PROBLEM STATEMENT>
What is needed here is an exact transcription of the entries that follow.
____________________
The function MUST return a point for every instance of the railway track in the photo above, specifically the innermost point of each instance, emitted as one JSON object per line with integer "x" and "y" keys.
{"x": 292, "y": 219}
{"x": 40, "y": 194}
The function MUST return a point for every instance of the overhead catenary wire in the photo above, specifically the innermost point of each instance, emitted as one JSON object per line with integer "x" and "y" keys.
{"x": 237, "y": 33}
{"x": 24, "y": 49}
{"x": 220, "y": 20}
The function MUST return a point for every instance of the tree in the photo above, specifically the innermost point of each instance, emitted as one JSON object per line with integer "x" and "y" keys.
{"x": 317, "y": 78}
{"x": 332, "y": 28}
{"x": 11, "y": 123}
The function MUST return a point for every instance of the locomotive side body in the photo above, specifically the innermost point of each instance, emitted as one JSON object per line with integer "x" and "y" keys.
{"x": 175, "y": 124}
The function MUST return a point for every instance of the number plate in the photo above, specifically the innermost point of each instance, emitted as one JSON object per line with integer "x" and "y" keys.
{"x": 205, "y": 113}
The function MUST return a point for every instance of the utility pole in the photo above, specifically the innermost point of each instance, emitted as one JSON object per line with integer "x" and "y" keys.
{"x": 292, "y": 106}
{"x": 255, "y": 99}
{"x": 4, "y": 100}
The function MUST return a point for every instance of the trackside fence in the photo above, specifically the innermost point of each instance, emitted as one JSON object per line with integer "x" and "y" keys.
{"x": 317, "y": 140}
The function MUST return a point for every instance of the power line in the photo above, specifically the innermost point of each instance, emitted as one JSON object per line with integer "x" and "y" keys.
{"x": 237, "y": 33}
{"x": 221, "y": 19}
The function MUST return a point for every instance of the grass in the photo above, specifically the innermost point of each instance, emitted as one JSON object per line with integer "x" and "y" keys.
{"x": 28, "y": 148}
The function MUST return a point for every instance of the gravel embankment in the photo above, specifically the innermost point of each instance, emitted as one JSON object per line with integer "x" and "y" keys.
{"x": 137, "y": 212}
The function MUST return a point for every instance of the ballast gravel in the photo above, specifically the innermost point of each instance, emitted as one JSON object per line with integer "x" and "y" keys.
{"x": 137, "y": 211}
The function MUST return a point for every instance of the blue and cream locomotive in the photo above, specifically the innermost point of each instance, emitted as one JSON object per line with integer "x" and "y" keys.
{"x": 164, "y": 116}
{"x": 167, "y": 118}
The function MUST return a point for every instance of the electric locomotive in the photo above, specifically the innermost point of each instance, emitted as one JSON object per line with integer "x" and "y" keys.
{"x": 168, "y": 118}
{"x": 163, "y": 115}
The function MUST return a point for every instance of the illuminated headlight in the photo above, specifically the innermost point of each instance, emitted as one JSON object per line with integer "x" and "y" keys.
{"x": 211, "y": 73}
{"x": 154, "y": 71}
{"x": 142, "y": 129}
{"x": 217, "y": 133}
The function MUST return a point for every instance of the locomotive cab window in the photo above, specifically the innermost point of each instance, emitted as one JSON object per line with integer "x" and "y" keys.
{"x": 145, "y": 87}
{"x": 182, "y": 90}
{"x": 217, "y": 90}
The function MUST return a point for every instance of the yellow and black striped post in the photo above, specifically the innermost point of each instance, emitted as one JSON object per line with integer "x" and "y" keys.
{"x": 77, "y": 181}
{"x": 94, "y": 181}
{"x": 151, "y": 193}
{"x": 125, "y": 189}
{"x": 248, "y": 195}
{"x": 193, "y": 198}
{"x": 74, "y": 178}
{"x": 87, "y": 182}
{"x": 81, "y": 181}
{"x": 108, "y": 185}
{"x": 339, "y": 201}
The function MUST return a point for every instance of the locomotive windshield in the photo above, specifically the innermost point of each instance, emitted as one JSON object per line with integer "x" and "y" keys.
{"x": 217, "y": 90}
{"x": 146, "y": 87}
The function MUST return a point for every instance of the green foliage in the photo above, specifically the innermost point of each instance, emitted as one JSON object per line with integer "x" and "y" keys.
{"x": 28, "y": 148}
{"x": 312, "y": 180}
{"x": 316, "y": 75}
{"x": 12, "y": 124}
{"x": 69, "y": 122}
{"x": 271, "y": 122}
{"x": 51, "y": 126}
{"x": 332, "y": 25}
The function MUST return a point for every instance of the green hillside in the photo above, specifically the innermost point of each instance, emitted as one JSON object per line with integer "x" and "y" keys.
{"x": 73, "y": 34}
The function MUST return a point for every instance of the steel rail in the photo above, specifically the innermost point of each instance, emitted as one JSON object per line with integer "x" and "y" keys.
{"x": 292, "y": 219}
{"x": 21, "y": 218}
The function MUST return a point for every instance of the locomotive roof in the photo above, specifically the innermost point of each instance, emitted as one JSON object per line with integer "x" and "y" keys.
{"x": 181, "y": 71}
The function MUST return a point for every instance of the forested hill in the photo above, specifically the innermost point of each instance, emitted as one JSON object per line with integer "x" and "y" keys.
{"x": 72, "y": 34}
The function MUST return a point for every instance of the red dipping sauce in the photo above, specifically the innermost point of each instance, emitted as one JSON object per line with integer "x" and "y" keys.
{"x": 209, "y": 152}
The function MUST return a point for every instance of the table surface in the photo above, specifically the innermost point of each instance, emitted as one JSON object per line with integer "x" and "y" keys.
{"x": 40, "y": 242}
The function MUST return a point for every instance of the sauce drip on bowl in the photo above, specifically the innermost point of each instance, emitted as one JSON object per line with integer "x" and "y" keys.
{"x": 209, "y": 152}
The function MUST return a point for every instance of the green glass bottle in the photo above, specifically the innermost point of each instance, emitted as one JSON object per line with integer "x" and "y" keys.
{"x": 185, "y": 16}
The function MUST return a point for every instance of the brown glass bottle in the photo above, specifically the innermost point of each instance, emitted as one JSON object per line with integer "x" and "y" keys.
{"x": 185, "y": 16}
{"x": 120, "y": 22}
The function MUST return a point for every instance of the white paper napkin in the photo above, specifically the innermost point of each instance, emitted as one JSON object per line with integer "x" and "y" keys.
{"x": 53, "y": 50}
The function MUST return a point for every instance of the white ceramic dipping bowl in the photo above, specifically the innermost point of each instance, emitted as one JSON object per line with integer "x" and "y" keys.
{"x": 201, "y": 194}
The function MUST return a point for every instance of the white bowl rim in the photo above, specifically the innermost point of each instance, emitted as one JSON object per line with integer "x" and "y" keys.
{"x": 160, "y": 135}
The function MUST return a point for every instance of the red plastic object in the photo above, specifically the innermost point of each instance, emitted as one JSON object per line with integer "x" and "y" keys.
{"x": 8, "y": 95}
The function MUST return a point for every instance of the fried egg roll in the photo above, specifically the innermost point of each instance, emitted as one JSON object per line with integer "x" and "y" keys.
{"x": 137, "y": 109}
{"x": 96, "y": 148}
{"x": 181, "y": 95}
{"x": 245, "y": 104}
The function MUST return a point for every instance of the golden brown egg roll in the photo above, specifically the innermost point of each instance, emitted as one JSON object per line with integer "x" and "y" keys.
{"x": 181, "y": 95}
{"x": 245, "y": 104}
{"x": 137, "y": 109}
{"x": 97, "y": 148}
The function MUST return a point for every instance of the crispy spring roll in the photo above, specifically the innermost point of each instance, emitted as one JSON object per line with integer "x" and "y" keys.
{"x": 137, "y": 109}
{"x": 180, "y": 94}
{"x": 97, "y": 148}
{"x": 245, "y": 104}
____________________
SOLUTION BELOW>
The function MUST return a point for every instance of the railway track in the photo above, specifically the innermost point of each instance, emitted as one JSON object per line with integer "x" and "y" keys.
{"x": 292, "y": 219}
{"x": 40, "y": 194}
The function MUST return a point for every instance of the overhead catenary wire in the photo above, specifically the innermost point of each instance, emitted as one JSON object per line with integer "x" and "y" keys.
{"x": 237, "y": 33}
{"x": 24, "y": 49}
{"x": 220, "y": 20}
The function MUST return a point for every instance of the tree in the photo above, specifically the innermost point of each instance, emitted as one JSON object per line with integer "x" and "y" keys.
{"x": 317, "y": 78}
{"x": 332, "y": 28}
{"x": 11, "y": 123}
The function MUST return a point for every instance of the locomotive side body in the photo above, specifically the innermost point of each instance, emitted as one JSON object per line with integer "x" and "y" keys.
{"x": 175, "y": 124}
The function MUST return a point for every instance of the number plate in the photo above, specifically the innermost point of each instance, emitted as one JSON object per line with integer "x" and "y" keys.
{"x": 205, "y": 113}
The function MUST return a point for every instance of the utility pole in the photo above, specifically the innermost point of each instance, emitted as one JSON object per line with integer "x" and "y" keys.
{"x": 292, "y": 106}
{"x": 255, "y": 99}
{"x": 4, "y": 100}
The function MUST return a point for every instance of the trackside fence in the photo above, specifically the innermost point of each instance, emitted as one JSON object per line with integer "x" and "y" keys.
{"x": 317, "y": 140}
The function MUST return a point for every instance of the power line in the photo above, specifically the innermost point of each instance, emitted as one JSON object per line with integer "x" and "y" keys.
{"x": 237, "y": 33}
{"x": 221, "y": 19}
The function MUST return a point for every instance of the grass in the photo above, specifically the innermost point of each instance, emitted as one JSON object per line with integer "x" and "y" keys.
{"x": 28, "y": 148}
The function MUST return a point for every instance of the gravel embankment in the photo above, specifically the innermost point of each instance, emitted as one JSON object per line with integer "x" and "y" keys.
{"x": 137, "y": 212}
The function MUST return a point for every instance of the ballast gravel in the photo above, specifically the innermost point of each instance, emitted as one JSON object per line with integer "x" and "y" keys.
{"x": 137, "y": 211}
The function MUST return a point for every instance of the blue and cream locomotive in the photo above, specifically the innermost point of each instance, emitted as one JSON object per line with integer "x" and "y" keys.
{"x": 164, "y": 116}
{"x": 167, "y": 118}
The function MUST return a point for every instance of the electric locomotive in the photo above, specifically the innermost point of each instance, emitted as one JSON object per line with integer "x" and "y" keys.
{"x": 168, "y": 118}
{"x": 163, "y": 115}
The function MUST return a point for every instance of the illuminated headlight in the photo above, specifically the innermost point of each instance, emitted as one JSON object per line with integer "x" and "y" keys.
{"x": 211, "y": 73}
{"x": 154, "y": 71}
{"x": 142, "y": 129}
{"x": 217, "y": 133}
The function MUST return a point for every instance of the locomotive cab window in the photo above, specifically the innermost point of each instance, emitted as one JSON object per line with integer "x" and "y" keys.
{"x": 145, "y": 87}
{"x": 182, "y": 90}
{"x": 217, "y": 90}
The function MUST return a point for every instance of the yellow and black striped post in the photo above, specifically the innermost point of each instance, emitted as one JSON object per line with integer "x" and "y" keys.
{"x": 77, "y": 181}
{"x": 94, "y": 181}
{"x": 151, "y": 193}
{"x": 125, "y": 189}
{"x": 248, "y": 195}
{"x": 193, "y": 198}
{"x": 74, "y": 178}
{"x": 87, "y": 182}
{"x": 81, "y": 181}
{"x": 108, "y": 185}
{"x": 339, "y": 201}
The function MUST return a point for every instance of the locomotive windshield in the photo above, specifically the innermost point of each instance, emitted as one JSON object per line with integer "x" and "y" keys.
{"x": 217, "y": 90}
{"x": 146, "y": 87}
The function MUST return a point for every instance of the green foliage in the photo above, specifically the innermost point of each instance, emitted as one JSON object per line with integer "x" and "y" keys.
{"x": 28, "y": 148}
{"x": 312, "y": 180}
{"x": 316, "y": 75}
{"x": 12, "y": 124}
{"x": 69, "y": 122}
{"x": 271, "y": 122}
{"x": 51, "y": 126}
{"x": 332, "y": 25}
The function MUST return a point for every instance of the green hillside in the photo above, specifically the innermost point of each instance, emitted as one JSON object per line with integer "x" and "y" keys.
{"x": 73, "y": 34}
The function MUST return a point for every instance of the steel rail in the photo above, specifically the innermost point of each instance, emitted as one JSON object per line with integer "x" and "y" keys.
{"x": 292, "y": 219}
{"x": 21, "y": 218}
The function MUST return a point for every instance of the locomotive roof in the photo above, specifically the innermost point of each instance, emitted as one JSON object per line with integer "x" and "y" keys.
{"x": 181, "y": 71}
The function MUST return a point for every instance of the forested hill in the photo above, specifically the innermost point of each instance, emitted as one JSON object per line with integer "x" and "y" keys.
{"x": 72, "y": 34}
The function MUST return a point for every instance of the red dipping sauce in the photo above, specifically the innermost point of each instance, emitted as one JSON object per line with integer "x" and "y" keys.
{"x": 209, "y": 152}
The function MUST return a point for every instance of the table surface in the photo above, specifically the innermost point of each instance, emitted as one JSON object per line with integer "x" and "y" keys.
{"x": 40, "y": 242}
The function MUST return a point for every instance of the sauce drip on bowl in the photo above, specifically the innermost point of each instance, emitted as one JSON object per line with integer "x" and "y" keys.
{"x": 209, "y": 152}
The function MUST return a point for every instance of the green glass bottle in the photo above, specifically the innermost point of each instance, emitted as one JSON object per line with integer "x" and "y" keys.
{"x": 185, "y": 16}
The function MUST return a point for every instance of the brown glass bottle in the photo above, specifically the innermost point of each instance, emitted as one JSON object per line with integer "x" and "y" keys.
{"x": 185, "y": 16}
{"x": 120, "y": 22}
The function MUST return a point for every instance of the white paper napkin in the photo above, specifically the innermost point of each instance, emitted as one JSON object per line with integer "x" and "y" keys.
{"x": 53, "y": 50}
The function MUST return a point for every instance of the white ceramic dipping bowl in the photo above, specifically the innermost point of each instance, emitted as one JSON object per line with integer "x" and "y" keys.
{"x": 201, "y": 194}
The function MUST return a point for every instance of the white bowl rim in the photo above, specifically the innermost point of each instance, emitted as one JSON object per line with integer "x" and "y" keys.
{"x": 160, "y": 135}
The function MUST return a point for every instance of the red plastic object in the photo above, specifically the innermost point of each instance, emitted as one JSON object per line with integer "x" and "y" keys.
{"x": 8, "y": 95}
The function MUST return a point for every instance of the fried egg roll in the photo above, specifically the innermost point of each instance, emitted as one JSON object per line with integer "x" and "y" keys.
{"x": 137, "y": 109}
{"x": 96, "y": 148}
{"x": 181, "y": 95}
{"x": 245, "y": 104}
The function MUST return a point for every instance of the golden brown egg roll in the photo above, specifically the innermost point of each instance, emitted as one JSON object per line with integer "x" and "y" keys.
{"x": 181, "y": 95}
{"x": 245, "y": 104}
{"x": 137, "y": 109}
{"x": 97, "y": 148}
The function MUST return a point for every instance of the crispy spring roll in the photo above, specifically the innermost point of each instance, emitted as one JSON object per line with integer "x" and "y" keys.
{"x": 137, "y": 109}
{"x": 180, "y": 94}
{"x": 97, "y": 148}
{"x": 245, "y": 104}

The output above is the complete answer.